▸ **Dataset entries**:
::::::

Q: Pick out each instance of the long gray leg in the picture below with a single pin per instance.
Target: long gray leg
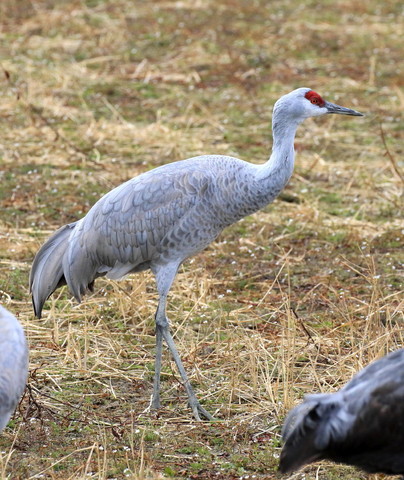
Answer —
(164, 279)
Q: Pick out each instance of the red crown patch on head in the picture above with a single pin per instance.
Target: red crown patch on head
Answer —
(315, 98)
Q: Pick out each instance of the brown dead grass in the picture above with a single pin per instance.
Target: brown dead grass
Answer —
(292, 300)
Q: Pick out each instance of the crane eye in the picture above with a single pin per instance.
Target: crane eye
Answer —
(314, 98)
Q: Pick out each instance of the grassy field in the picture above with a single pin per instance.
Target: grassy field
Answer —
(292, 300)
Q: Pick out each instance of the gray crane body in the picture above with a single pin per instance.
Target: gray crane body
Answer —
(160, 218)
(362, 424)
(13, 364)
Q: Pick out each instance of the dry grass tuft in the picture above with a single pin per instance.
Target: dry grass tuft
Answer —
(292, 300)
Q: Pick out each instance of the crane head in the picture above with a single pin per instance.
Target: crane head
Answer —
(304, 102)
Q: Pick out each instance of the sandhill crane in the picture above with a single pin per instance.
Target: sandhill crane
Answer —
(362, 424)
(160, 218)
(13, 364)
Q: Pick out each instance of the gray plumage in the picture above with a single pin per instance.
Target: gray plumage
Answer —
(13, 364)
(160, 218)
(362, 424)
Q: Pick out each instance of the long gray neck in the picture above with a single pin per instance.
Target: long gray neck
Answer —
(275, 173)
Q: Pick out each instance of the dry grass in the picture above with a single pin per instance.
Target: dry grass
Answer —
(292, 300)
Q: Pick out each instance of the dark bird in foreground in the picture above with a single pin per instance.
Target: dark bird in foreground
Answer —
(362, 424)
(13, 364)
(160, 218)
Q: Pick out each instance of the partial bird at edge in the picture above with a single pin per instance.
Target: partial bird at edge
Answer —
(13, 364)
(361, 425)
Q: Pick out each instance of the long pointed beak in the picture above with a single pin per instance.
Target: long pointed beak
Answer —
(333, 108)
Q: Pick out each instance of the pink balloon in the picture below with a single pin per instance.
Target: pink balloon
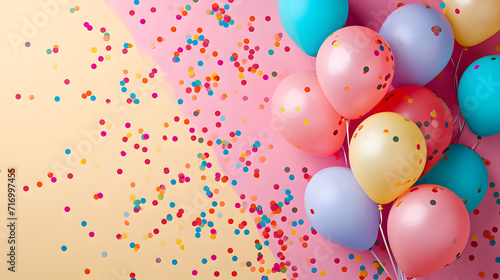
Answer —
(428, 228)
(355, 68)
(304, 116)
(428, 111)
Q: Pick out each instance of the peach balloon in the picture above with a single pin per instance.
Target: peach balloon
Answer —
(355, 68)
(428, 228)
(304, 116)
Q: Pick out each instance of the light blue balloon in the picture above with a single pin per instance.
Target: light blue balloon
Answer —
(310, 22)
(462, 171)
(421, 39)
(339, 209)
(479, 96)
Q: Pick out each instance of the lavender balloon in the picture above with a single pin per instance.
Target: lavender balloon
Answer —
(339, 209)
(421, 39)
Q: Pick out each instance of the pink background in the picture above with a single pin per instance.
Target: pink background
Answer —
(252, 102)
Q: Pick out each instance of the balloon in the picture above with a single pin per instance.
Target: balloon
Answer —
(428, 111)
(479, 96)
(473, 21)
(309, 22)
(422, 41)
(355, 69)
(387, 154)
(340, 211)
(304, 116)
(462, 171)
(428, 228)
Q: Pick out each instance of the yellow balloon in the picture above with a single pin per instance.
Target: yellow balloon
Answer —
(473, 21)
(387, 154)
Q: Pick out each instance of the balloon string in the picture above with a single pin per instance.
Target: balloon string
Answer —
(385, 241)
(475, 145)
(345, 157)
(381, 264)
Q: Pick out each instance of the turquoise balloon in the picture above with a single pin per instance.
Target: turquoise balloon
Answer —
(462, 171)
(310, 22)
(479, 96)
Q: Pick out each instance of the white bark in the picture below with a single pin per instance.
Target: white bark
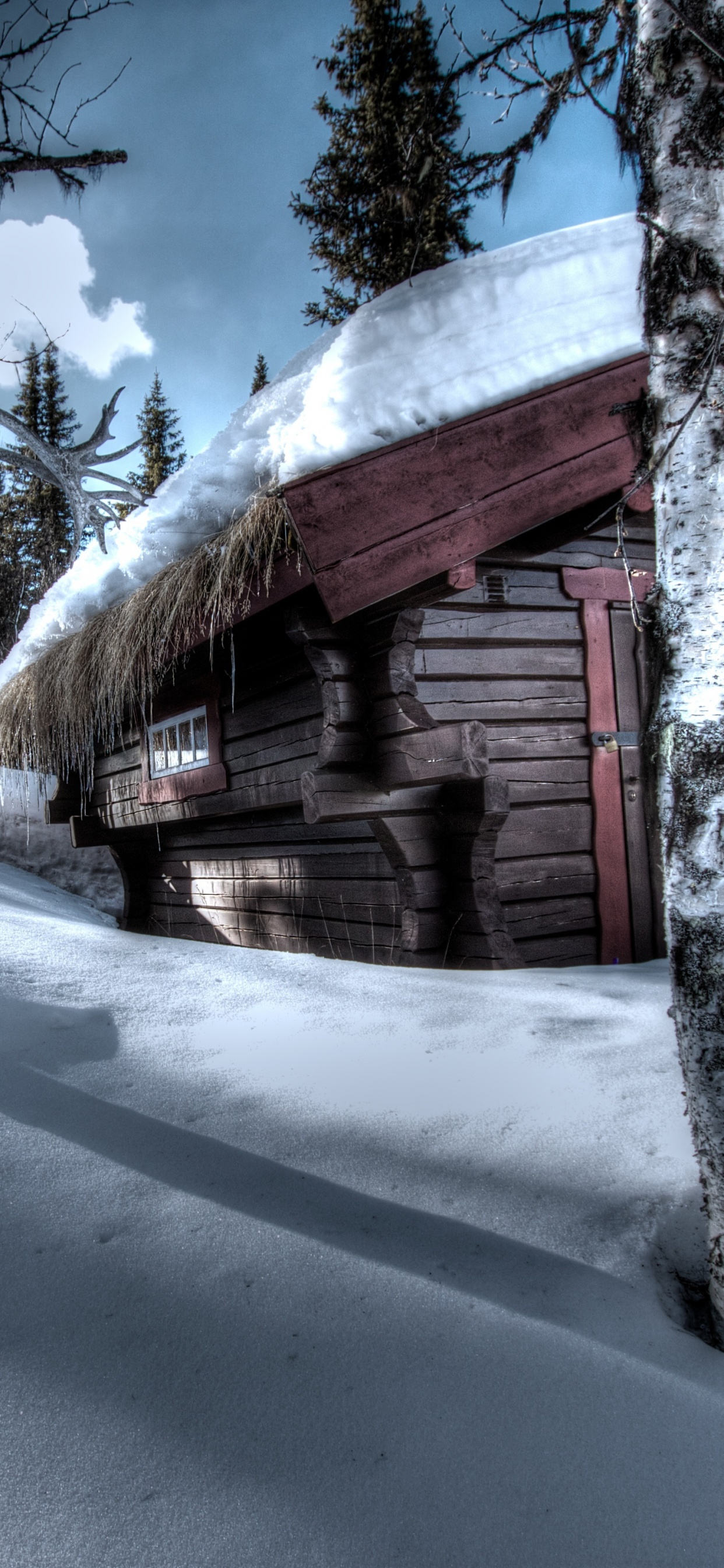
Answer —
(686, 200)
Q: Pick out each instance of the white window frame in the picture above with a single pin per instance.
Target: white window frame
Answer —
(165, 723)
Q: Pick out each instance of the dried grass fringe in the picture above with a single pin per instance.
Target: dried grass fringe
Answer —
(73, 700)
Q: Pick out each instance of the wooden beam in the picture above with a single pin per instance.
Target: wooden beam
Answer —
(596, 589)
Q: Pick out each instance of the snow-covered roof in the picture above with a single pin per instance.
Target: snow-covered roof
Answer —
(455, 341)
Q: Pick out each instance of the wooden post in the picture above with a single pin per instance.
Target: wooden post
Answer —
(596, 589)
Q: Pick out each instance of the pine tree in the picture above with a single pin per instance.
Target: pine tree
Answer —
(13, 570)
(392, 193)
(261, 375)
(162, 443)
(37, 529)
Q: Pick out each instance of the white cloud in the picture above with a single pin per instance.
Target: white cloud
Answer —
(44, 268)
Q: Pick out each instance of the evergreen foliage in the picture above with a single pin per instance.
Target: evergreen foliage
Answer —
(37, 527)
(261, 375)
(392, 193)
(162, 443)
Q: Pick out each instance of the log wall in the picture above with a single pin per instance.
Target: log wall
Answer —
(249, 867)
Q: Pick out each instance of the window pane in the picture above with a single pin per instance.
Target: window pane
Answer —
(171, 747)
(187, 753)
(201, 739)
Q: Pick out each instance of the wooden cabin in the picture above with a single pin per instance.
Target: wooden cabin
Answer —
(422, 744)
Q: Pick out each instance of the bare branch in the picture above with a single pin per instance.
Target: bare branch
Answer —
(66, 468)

::::::

▸ **Task prompt**:
Scan the records above and report every line with the string "beam".

▸ **Answer box**:
Q: Pick out each instance of the wooden beam in the picture above with a single pin per instance.
Target: wooden beam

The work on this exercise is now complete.